Tasks to perform
A. According to the forum thread, why are the older vehicles described as great? Answer in one to three sentences.
B. Transcribe the forum thread between "Boo-hiss indeed! I" and "Luci07 (18 January 2011)", inclusive.
C. In the forum thread, which vehicle did the specialist 4 x 4 forums strongly reject for towing?

Selected extract
_____
One thing - avoid anything that has done green-laning or off-roading.  Thats what they tend to do with them when they are begining to get ropey.  If you buy one thats too ropey for green-laning, you're in for some big bills!

The older ones are great, as parts tend to be bolt on/bolt off.  Everything is easily reached under the bonnet and they are agricultural in their engineering.  I miss the "easy to fix things" days.  Now it's all hidden under plastic and needs re-calibrating!  Boo-hiss!!!


----------



## Kub (18 January 2011)

Boo-hiss indeed! I totally agree, it's ridiculous how things are on new cars, my friend has to take her car to the garage to change a light bulb! You needed a special spanner to get into it, tis just silly. Give me my pop out peugeot lights any day lol.


----------



## Luci07 (18 January 2011)

Don't have a landrover discovery but can't see why you have never heard them for towing..I went onto a load of specialist 4 x 4 forums to see which cars got the thumbs up for towing/proper 4 x 4 and it was always the Jeep or the Discovery (never the freelander - that got a resounding thumbs down for towing). I ended up with a Jeep as could get more for my money and it has been brilliant but I do like the Discos - particularly the new ones!!


----------



## TicTac (18 January 2011)

oh yay oh yay oh yay! get yourself a TD5 though, less trouble machanically wise then the older 300 model.


----------



## TicTac (18 January 2011)

Vetwrap said:



			Ask that question on LandyZone!!!

One thing - avoid anything that has done green-laning or off-roading.  Thats what they tend to do with them when they are begining to get ropey.  If you buy one thats too ropey for green-laning, you're in for some big bills!

The older ones are great, as parts tend to be bolt on/bolt off.  Everything is easily reached under the bonnet and they are agricultural in their engineering.  I miss the "easy to fix things" days.  Now it's all hidden under plastic and needs re-calibrating!  Boo-hiss!!!
		
Click to expand...



Yay vetwrap, the landyzone is brilliant, had a guy come and sort out a problem for my over christmas, free of charge as he was passing by. Forums rule!!!!


----------



## SecretSquirrell379 (18 January 2011)
_____
Dataset rows
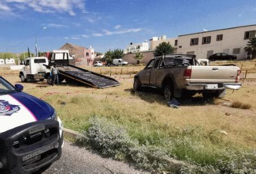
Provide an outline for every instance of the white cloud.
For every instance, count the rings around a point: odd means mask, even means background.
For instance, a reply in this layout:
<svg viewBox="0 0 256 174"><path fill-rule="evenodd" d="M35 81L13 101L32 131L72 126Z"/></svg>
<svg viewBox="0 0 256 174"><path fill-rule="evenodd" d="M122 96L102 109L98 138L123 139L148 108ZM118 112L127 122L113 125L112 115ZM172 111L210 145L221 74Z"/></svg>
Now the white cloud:
<svg viewBox="0 0 256 174"><path fill-rule="evenodd" d="M66 12L71 16L76 15L74 11L80 10L85 13L85 7L83 0L2 0L0 10L15 11L16 8L20 10L32 9L34 11L42 13ZM17 8L20 5L24 8ZM12 7L12 8L11 8ZM14 8L16 7L15 8Z"/></svg>
<svg viewBox="0 0 256 174"><path fill-rule="evenodd" d="M107 30L103 30L106 35L113 35L113 34L125 34L127 33L137 33L142 30L142 29L140 28L130 28L126 29L121 30L113 31L111 32Z"/></svg>
<svg viewBox="0 0 256 174"><path fill-rule="evenodd" d="M79 38L79 37L71 37L71 39L75 39L75 40L79 40L79 39L80 39L80 38Z"/></svg>
<svg viewBox="0 0 256 174"><path fill-rule="evenodd" d="M114 27L114 28L115 29L118 29L121 28L121 26L122 26L121 25L116 25Z"/></svg>
<svg viewBox="0 0 256 174"><path fill-rule="evenodd" d="M103 34L101 33L93 33L94 36L103 36Z"/></svg>
<svg viewBox="0 0 256 174"><path fill-rule="evenodd" d="M51 23L48 24L49 27L53 27L53 28L62 28L62 27L65 27L62 24L54 24L54 23Z"/></svg>

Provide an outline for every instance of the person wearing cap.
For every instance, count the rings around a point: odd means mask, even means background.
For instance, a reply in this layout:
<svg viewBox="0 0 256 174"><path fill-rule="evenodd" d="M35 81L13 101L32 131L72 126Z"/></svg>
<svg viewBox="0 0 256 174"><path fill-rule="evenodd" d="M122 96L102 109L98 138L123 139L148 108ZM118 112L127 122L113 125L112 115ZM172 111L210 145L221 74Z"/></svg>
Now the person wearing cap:
<svg viewBox="0 0 256 174"><path fill-rule="evenodd" d="M51 67L50 73L51 74L51 85L53 86L55 81L57 85L59 85L59 71L58 70L55 63L53 64L53 66Z"/></svg>

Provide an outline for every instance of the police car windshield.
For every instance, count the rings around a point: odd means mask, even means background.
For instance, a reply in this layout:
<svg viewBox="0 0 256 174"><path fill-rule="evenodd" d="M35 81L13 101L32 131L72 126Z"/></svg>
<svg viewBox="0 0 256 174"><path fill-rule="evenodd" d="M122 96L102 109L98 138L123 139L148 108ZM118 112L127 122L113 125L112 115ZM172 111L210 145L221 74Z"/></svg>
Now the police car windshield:
<svg viewBox="0 0 256 174"><path fill-rule="evenodd" d="M17 91L2 78L0 78L0 95L16 92Z"/></svg>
_____
Results of the exercise
A. The older ones are easy to work on because their parts tend to be bolt on/bolt off. Everything under the bonnet is easy to reach, and their engineering is agricultural.

B.
Boo-hiss indeed! I totally agree, it's ridiculous how things are on new cars, my friend has to take her car to the garage to change a light bulb! You needed a special spanner to get into it, tis just silly. Give me my pop out peugeot lights any day lol.


----------



## Luci07 (18 January 2011)

C. The Freelander.